[PASSAGE GIVEN]
<<<<

On (24/10/04 05:20), Christoph Hellwig wrote:
> On Fri, Oct 04, 2024 at 04:48:18PM +0900, Sergey Senozhatsky wrote:
> > diff --git a/block/blk-core.c b/block/blk-core.c
> > index bc5e8c5eaac9..ccd36cb5ada7 100644
> > --- a/block/blk-core.c
> > +++ b/block/blk-core.c
> > @@ -292,6 +292,16 @@ void blk_queue_start_drain(struct request_queue *q)
> >  	wake_up_all(&q->mq_freeze_wq);
> >  }
> >  
> > +void blk_queue_disk_dead(struct request_queue *q)
> > +{
> > +	struct gendisk *disk = q->disk;
> > +
> > +	if (WARN_ON_ONCE(!test_bit(GD_DEAD, &disk->state)))
> > +		return;
> > +	/* Make blk_queue_enter() reexamine the GD_DEAD flag. */
> > +	wake_up_all(&q->mq_freeze_wq);
> > +}
> 
> Why is this a separate helper vs just doing the wake_up_all in the
> only caller that sets (with the suggested fixup anyway) GD_DEAD?

It looked to me like whatever happens to ->mq_freeze_wq stays in Las^W
blk-core or blk-mq, so I added a new helper to follow suit, IOW to not
spread ->mq_freeze_wq wakeup across multiple files.

> > +			   blk_queue_dying(q) ||
> > +			   test_bit(GD_DEAD, &disk->state));
> 
> This needs to check for a NULL disk.

>>>>

[ITEMS]
<<<<

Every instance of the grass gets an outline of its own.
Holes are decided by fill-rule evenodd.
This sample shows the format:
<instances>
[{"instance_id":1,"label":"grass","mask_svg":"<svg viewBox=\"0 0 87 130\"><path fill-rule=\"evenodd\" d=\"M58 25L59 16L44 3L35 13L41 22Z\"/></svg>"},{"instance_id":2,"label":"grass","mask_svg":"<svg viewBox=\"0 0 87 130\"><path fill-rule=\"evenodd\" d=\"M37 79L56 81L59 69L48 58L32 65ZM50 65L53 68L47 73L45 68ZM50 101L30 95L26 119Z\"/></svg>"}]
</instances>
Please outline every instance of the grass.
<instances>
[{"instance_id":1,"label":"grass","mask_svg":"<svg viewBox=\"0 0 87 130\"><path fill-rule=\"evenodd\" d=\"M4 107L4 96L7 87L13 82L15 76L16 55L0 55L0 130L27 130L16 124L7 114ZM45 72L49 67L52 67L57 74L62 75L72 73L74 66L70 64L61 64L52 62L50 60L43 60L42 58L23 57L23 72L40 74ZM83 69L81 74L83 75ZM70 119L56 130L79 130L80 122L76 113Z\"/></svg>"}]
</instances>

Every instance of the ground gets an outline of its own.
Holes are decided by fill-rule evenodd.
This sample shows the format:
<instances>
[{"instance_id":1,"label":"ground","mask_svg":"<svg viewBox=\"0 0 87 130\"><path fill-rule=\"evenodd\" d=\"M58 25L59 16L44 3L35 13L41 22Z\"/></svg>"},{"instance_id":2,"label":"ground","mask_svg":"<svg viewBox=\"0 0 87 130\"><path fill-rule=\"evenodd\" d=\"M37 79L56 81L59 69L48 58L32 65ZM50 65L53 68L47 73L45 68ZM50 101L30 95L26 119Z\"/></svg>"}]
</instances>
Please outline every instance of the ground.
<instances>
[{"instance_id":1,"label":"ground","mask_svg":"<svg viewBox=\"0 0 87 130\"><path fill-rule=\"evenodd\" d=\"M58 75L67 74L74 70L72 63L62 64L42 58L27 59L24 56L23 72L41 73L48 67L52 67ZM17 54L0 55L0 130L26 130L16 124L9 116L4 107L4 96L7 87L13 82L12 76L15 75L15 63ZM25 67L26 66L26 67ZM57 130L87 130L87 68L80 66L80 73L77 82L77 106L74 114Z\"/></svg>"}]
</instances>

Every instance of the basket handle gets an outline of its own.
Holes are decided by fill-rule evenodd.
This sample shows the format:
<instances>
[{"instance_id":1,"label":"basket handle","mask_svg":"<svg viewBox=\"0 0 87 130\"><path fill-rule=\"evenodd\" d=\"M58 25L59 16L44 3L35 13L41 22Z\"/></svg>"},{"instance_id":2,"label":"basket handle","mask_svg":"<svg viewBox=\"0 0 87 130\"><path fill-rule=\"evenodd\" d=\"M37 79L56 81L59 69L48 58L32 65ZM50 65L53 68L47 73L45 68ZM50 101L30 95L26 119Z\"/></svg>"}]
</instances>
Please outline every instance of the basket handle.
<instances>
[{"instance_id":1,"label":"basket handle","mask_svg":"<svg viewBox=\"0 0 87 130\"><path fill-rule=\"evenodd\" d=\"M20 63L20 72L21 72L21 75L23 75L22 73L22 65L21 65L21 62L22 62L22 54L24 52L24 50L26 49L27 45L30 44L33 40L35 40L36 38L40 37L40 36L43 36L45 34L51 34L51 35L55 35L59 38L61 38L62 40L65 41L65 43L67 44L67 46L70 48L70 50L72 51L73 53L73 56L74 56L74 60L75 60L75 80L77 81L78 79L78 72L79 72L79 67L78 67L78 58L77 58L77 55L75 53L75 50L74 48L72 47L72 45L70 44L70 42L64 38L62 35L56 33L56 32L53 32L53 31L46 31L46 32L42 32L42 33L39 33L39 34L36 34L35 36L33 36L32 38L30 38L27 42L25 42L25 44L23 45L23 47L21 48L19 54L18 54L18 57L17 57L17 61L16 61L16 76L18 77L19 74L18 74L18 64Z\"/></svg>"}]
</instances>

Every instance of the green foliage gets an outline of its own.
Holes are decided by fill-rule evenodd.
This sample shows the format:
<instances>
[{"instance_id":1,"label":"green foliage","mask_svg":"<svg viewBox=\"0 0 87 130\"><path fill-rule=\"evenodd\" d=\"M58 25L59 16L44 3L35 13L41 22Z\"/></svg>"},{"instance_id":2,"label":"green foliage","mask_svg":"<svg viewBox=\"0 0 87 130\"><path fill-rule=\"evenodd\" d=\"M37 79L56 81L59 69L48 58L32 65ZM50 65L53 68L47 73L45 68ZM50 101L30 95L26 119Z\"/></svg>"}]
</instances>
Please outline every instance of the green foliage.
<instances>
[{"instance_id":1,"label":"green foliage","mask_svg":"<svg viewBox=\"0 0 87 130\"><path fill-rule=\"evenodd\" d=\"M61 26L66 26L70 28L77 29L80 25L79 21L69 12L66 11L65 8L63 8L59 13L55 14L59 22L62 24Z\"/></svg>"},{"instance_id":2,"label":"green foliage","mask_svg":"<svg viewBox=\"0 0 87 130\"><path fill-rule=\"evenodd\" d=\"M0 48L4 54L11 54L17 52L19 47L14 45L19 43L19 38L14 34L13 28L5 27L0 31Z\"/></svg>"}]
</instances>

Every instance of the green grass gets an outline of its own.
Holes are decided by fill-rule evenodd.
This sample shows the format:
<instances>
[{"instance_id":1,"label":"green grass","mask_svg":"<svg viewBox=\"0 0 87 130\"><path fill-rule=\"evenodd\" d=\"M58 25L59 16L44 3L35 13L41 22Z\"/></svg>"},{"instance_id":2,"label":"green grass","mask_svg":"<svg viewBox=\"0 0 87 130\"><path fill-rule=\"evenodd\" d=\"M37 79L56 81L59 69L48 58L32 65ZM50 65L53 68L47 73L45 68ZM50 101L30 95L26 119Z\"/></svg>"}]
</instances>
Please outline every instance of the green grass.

>>>>

[THE TASKS]
[1] List every distinct function or macro name in the kernel patch discussion that is immediately followed by an opening parenthesis.
[2] Write the next reply in the kernel patch discussion, picking up after its final comment.

[FINAL ANSWERS]
[1] blk_queue_start_drain, wake_up_all, blk_queue_disk_dead, WARN_ON_ONCE, test_bit, blk_queue_enter, blk_queue_dying

[2]
Ack.

> And now that I'm looking at the code a bit more this makes me worried
> that checking for q->disk here sounds like a good way to hit a race with
> clearing it.  So I fear we need the other hack variant that sets
> QUEUE_FLAG_DYING unconditionally in __blk_mark_disk_dead and then clears
> it again (for GD_OWNS_QUEUE only) toward the end of del_gendisk.

Hmm, setting QUEUE_FLAG_DYING unconditionally in __blk_mark_disk_dead()
implies moving it up, to the very top of del_gendisk(), before the first
time we grab ->open_mutex, because that's the issue that we are having.
Does this sound like re-introducing the previous deadlock scenario (the
one you pointed at previously) because of that "don't acquire ->open_mutex
after freezing the queue" thing?